Passage provided
Many people have asked why I drove so far to work and my reply was "I don't drive this far to work, I drive this far to get away from the city".

Now I am permanently here and only go into town when it is absolutely necessary and I have never had a sip of "Starbucks" in my life nor have I ever driven a BMW. But I have driven a tractor and followed a gas-passing mule. LOL
Misty eyed

Louisa, KY

#90778 Jul 10, 2013
The simple life is a luxurious one I wholeheartedly agree. Simple because I don't have to worry about a car jacking- not yet anyway- and if partner wants to use a tree like a dog then whiz at it. Gardens, ponds, animals great and small. Squirrels scrambling from branch to branch. Loving this country life;) Sure am Blessed by life's little fortunes.

Great day to All the good Folks! May you have joy throughout the day;)Nature itself is a humbling experience. To enjoy the running brooks and hear all the creatures. Nothing better except the sounds of children's laughter as they partake of the great bounty offered by Mother Earth and truly appreciate what is front of them. I agree, Anne, you and AW have your paradise as far as I can tell. I love your true stories.

Hazard, KY

#90779 Jul 10, 2013
Simple life, good life, extravagant life....any life not filled with pain is a good life if you ask me. Life is good, I almost bought the farm recently.
Man oh man I'm glad the good lord decided to let me live a while longer. I had a whole lot of things to do that I didn't even know I needed to do! Weeks and weeks in the hospitable hospital has made old imposter see how good this old shack really is.
I almost checked out for good folks, I am so glad to be alive! I'm going to court me a widow if my ticker will let me LOL, have a nice day. Life is good.

Dataset content
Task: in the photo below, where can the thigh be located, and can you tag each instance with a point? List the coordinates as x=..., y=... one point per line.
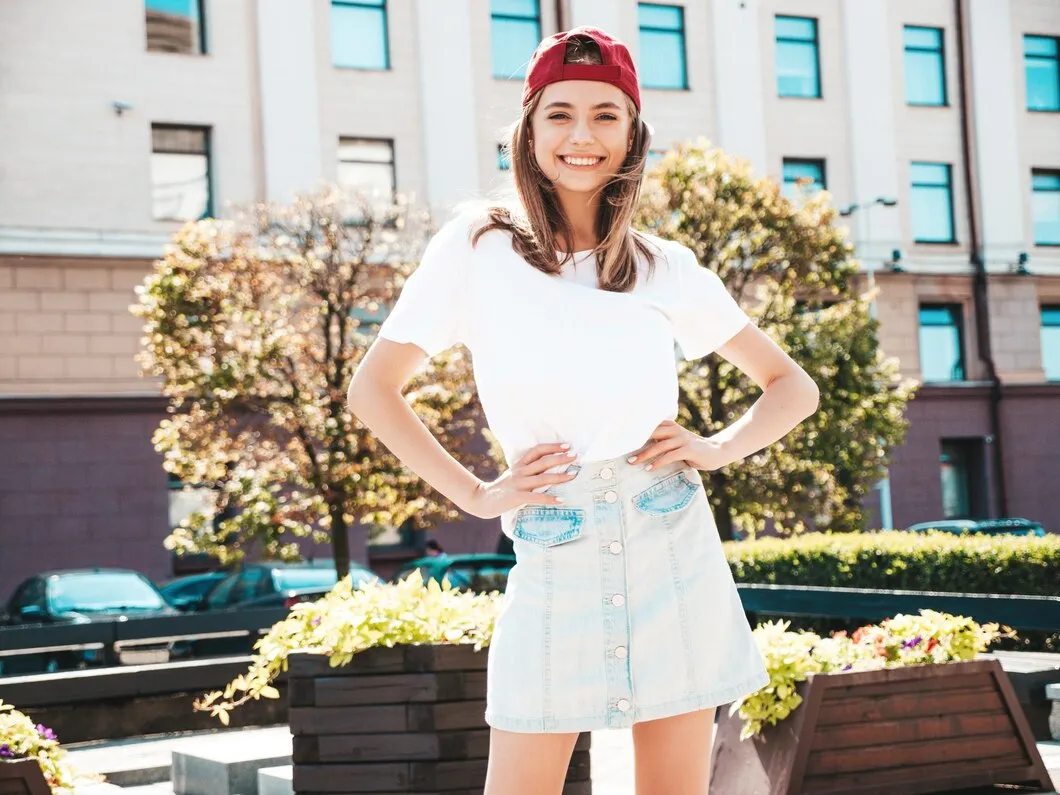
x=528, y=764
x=672, y=755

Your goal
Continue the forum thread about simple country life, starting after its final post. The listing has no role in this exercise.

Reply to the exercise
Ancient Wolf

Lexington, KY

#90780 Jul 10, 2013
Imposter wrote:
Simple life, good life, extravagant life....any life not filled with pain is a good life if you ask me. Life is good, I almost bought the farm recently.
Man oh man I'm glad the good lord decided to let me live a while longer. I had a whole lot of things to do that I didn't even know I needed to do! Weeks and weeks in the hospitable hospital has made old imposter see how good this old shack really is.
I almost checked out for good folks, I am so glad to be alive! I'm going to court me a widow if my ticker will let me LOL, have a nice day. Life is good.
I agree Imposter. I almost bought the farm twice myself a few years ago and I am still here thanks to the Good Lord and the skills of the surgeons and every day is a bonus and nothing else really matters. I will skip courting of the widows though. I am self sufficient and don't need any more responsibilities. But I will enjoy a few widow's company without any courting. LOL Life is very good. We just don't realize how good until it is almost gone.